**READING TEXT:**
[Start]
However, there is nowhere that OpenGL spec mentioned "threads executed in lockstep". It only mentioned "The relative order of invocations of the same shader type are undefined.". As in this example, why can we not use atomic operation imageAtomicCompSwap to ensure exclusive access between different PS invocations? Does this mean Nvidia and AMD GPU not conform with OpenGL spec?

As in this example, why can we not use atomic operation imageAtomicCompSwap to ensure exclusive access between different PS invocations?
If you are using atomic operations to lock access to a pixel, you are relying on one aspect of relative order: that all threads will eventually make forward progress. That is, you assume that any thread spinning on a lock will not starve the thread that has the lock of its execution resources. That threads holding the lock will eventually make forward progress and release it.
But since the relative order of execution is undefined, there is no guarantee of any of that. And therefore, your code cannot work. Any code which relies on any aspect of ordering between the invocations of a single shader stage cannot work (unless there are specific guarantees in place).
This is precisely why ARB_fragment_shader_interlock exists.
That being said, even if there were guarantees of forward progress, your code would still be broken.
You use a non-atomic operation to release the lock. You should be using an atomic set operation.
Plus, as others have pointed out, you need to continue to spin if the return value from the atomic compare/swap is not zero. Remember: all atomic functions return the original value from the image. So if the original value it atomically read is not 0, then it compared false and you don't have the lock.
Now, your code will still be UB by the spec. But it's more likely to work.

However, there is nowhere that OpenGL spec mentioned "threads executed in lockstep". It only mentioned "The relative order of invocations of the same shader type are undefined.".
You say this as if the wording of the GL spec would not cover the "lockstep" situation. But "The relative order of invocations of the same shader type are undefined." actually covers that. Given two shader invocations A and B, this statement means that you must not assume any of the following:
that A is executed before B
that B is executed before A
that A and B are executed in parallel
that A and B are not executed in parallel
that parts of A are executed before the same or other parts of B
that parts of B are exectued before the same or other parts of A
that parts of A and B are executed in parallel
that parts of A and B are not executed in parallel
... (probably a lot more) ...
The undefined order means you can never wait on the results of another invocation because there is no guarantee that this result of the other invocation can be exectued before the wait, except in situations where the GL spec makes certain extra guarantees, i.e:
when using explicit synchronization mechanisms like barrier()
[End]
**PROVIDED INFORMATION:**
[Start]
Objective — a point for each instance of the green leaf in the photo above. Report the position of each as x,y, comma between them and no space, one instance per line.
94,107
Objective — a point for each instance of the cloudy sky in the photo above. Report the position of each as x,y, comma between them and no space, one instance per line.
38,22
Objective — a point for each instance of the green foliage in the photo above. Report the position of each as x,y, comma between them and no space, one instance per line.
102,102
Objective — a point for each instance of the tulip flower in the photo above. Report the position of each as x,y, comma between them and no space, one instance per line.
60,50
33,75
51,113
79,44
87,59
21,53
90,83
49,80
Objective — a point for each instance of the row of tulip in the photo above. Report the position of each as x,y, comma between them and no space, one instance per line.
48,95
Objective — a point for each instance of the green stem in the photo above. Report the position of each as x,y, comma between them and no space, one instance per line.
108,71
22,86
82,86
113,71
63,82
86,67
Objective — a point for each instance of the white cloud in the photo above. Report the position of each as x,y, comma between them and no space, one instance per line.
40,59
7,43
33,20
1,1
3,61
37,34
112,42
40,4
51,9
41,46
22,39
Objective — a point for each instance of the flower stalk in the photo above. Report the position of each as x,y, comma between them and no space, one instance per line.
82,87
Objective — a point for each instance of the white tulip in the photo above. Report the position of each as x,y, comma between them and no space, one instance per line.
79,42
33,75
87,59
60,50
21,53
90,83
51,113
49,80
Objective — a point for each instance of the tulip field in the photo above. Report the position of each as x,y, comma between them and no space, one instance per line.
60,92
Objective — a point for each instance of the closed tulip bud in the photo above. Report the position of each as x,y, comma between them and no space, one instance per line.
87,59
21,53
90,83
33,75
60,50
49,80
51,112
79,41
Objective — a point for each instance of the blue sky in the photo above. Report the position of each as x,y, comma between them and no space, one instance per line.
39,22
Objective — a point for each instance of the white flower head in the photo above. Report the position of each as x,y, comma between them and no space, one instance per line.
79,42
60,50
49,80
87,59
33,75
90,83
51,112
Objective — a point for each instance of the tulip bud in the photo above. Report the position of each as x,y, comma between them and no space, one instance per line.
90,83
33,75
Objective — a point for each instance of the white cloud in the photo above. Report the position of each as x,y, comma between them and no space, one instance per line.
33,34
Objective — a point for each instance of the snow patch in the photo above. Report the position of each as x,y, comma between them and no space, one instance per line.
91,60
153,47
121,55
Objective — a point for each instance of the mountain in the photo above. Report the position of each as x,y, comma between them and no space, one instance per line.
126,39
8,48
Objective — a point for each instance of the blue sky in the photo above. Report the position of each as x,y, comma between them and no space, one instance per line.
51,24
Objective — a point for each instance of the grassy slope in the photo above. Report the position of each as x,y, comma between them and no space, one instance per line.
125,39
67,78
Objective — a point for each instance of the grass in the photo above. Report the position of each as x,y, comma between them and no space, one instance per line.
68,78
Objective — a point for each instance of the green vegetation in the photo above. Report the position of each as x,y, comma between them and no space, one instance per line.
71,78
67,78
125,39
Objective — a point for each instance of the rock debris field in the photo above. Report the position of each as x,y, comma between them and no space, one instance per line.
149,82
[End]
**WHAT YOU NEED TO DO:**
a. According to the shader-locking discussion, which extension exists precisely because code relying on ordering between invocations cannot work?
b. Carry on writing the shader-locking discussion from the point where it ends.
The rows have nothing to do with the shader-locking discussion.

**OUTPUTS:**
a. ARB_fragment_shader_interlock.

b.
there are some weak ordering guarantees between different shader stages
(I.e. it is allowed to assume that all vertex shader invoations have already happened when processing a fragment for that very primitive.)
For example, the GLSL Spec, Version 4.60 explains the concept of "invocation groups" in section 8.18:
Implementations of the OpenGL Shading Language may optionally group multiple shader
invocations for a single shader stage into a single SIMD invocation group, where invocations are
assigned to groups in an undefined implementation-dependent manner.
and the accompanying GL 4.6 core profie spec defines "invocation groups" in section 7.9 as
An invocation group [...] for a compute shader is the set of
invocations in a single work group. For graphics shaders, an invocation group is
an implementation-dependent subset of the set of shader invocations of a given
shader stage which are produced by a single drawing command. For MultiDraw*
commands with drawcount greater than one, invocations from separate draws are
in distinct invocation groups.
So besides for compute shaders, the GL gives you only draw-call-granularity other the invocation groups. This section of the spec also has a following footnote to make this absolutely clear:
Because the partitioning of invocations into invocation groups is implementation-dependent
and not observable, applications generally need to assume the worst case of all invocations in a draw belong to a single invocation group.
So besides that stronger statement about undefined relative invocation order, the spec also covers the "in-lockstep" SIMD processsing, and makes it very clear that you have not much control about it in the graphics pipeline.

If the execution order is the problem, reordering the code a bit might solve the problem:
layout (binding = 0, r32ui) uniform volatile coherent uimage2D lock_image;
void main(void)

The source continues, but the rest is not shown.